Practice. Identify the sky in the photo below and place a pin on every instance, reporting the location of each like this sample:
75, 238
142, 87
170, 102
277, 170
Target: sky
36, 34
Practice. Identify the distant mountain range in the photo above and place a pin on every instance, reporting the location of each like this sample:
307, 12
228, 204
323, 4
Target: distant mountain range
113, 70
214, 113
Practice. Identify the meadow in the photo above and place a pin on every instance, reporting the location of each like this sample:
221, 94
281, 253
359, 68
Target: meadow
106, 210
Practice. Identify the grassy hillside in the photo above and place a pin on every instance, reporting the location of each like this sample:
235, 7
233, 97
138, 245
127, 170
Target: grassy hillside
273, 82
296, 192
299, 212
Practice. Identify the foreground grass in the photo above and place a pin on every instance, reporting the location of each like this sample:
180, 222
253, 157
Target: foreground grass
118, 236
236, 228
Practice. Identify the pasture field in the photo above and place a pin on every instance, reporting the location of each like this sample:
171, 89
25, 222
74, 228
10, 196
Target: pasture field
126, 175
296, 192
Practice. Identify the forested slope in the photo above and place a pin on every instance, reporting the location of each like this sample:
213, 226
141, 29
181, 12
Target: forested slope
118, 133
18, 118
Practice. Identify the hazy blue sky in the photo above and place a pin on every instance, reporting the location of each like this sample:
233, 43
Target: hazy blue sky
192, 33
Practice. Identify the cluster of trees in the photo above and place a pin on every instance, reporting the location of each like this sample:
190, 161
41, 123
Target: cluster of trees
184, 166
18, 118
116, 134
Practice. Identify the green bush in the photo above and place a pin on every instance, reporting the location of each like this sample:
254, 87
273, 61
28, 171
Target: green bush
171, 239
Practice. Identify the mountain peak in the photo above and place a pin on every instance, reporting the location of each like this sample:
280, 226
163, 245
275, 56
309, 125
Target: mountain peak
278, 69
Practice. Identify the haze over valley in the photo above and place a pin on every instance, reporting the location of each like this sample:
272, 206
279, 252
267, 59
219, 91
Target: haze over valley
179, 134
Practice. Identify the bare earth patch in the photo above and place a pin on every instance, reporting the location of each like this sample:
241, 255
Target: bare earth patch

::::

Twoje zadanie » Zapisz jako listę JSON z jednym łańcuchem na każdy wiersz fragment wpisów od wiersza zawierającego "Practice. Identify the bare" do samego końca wpisów, z oboma krańcami włącznie. Puste wiersze pomiń.

Wynik zadania »
[
  "Practice. Identify the bare earth patch in the photo above and place a pin on every instance, reporting the location of each like this sample:",
  "241, 255",
  "Target: bare earth patch"
]